WORK ORDER
Return each entry below without any alteration.
**** DATASET ENTRIES
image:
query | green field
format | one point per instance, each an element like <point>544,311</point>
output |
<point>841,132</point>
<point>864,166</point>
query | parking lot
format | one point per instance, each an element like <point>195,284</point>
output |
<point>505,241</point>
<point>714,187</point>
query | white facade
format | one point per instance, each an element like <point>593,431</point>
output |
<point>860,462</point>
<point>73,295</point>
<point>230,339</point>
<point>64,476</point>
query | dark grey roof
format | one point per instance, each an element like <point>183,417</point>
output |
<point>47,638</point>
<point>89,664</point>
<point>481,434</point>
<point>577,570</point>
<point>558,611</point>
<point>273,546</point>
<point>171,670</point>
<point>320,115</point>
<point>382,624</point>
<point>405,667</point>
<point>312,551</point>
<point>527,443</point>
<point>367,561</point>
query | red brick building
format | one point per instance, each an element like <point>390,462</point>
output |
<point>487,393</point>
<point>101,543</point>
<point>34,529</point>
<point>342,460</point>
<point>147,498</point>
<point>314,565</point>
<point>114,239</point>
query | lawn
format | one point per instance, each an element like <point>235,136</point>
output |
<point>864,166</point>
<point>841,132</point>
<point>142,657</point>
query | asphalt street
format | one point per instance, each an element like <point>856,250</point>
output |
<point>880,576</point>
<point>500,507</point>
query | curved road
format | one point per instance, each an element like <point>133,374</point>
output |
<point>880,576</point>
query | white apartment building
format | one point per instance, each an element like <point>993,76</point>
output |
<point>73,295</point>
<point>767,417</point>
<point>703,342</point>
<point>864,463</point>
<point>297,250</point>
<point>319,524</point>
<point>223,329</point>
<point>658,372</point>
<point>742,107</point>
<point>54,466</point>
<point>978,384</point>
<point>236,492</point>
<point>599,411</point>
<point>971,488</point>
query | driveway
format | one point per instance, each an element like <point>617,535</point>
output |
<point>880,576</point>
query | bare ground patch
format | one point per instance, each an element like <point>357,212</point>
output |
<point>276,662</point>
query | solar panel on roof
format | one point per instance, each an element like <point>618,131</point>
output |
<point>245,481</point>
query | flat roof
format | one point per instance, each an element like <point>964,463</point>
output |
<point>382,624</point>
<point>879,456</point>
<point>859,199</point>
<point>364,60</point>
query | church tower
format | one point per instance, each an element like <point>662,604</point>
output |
********
TASK RESULT
image:
query | green field
format | one point per instance, each an element like <point>544,311</point>
output |
<point>841,132</point>
<point>864,166</point>
query | parking lot
format | one point per instance, each an element like <point>195,284</point>
output |
<point>505,241</point>
<point>714,187</point>
query | white facade
format | one point per instance, each an element like <point>593,431</point>
output |
<point>860,462</point>
<point>73,295</point>
<point>230,339</point>
<point>64,476</point>
query | dark grey roof
format | one point per instance, each an element like <point>183,417</point>
output |
<point>47,638</point>
<point>89,664</point>
<point>481,434</point>
<point>577,570</point>
<point>558,611</point>
<point>273,546</point>
<point>171,670</point>
<point>320,115</point>
<point>382,624</point>
<point>405,667</point>
<point>312,551</point>
<point>527,443</point>
<point>367,561</point>
query | red brick building
format | one point per instance, each an element like <point>390,462</point>
output |
<point>487,393</point>
<point>101,543</point>
<point>34,529</point>
<point>342,460</point>
<point>147,498</point>
<point>314,565</point>
<point>114,239</point>
query | lawn
format | one point per instance, each an element like <point>235,136</point>
output |
<point>864,166</point>
<point>841,132</point>
<point>142,657</point>
query | asphalt street
format | one point per instance, each an element like <point>856,250</point>
output |
<point>880,576</point>
<point>500,507</point>
query | curved road
format | one point per instance, each an element like <point>133,374</point>
output |
<point>880,576</point>
query | white apartment building
format | one point per instance, each an element like <point>993,76</point>
output |
<point>73,295</point>
<point>767,417</point>
<point>703,342</point>
<point>864,463</point>
<point>297,250</point>
<point>319,524</point>
<point>223,329</point>
<point>658,372</point>
<point>742,107</point>
<point>54,466</point>
<point>978,384</point>
<point>236,492</point>
<point>599,411</point>
<point>971,488</point>
query | driveway
format | one point per instance, each an element like <point>617,535</point>
output |
<point>880,576</point>
query | bare ground patch
format | one point per instance, each an element like <point>357,212</point>
output |
<point>276,662</point>
query | solar panel on roof
format | one point per instance, each an element like <point>618,131</point>
output |
<point>245,481</point>
query | flat roof
format | one point per instance, each an element like <point>964,463</point>
output |
<point>382,624</point>
<point>879,456</point>
<point>859,199</point>
<point>364,60</point>
query | church tower
format | one point per instance, each an element like <point>662,604</point>
output |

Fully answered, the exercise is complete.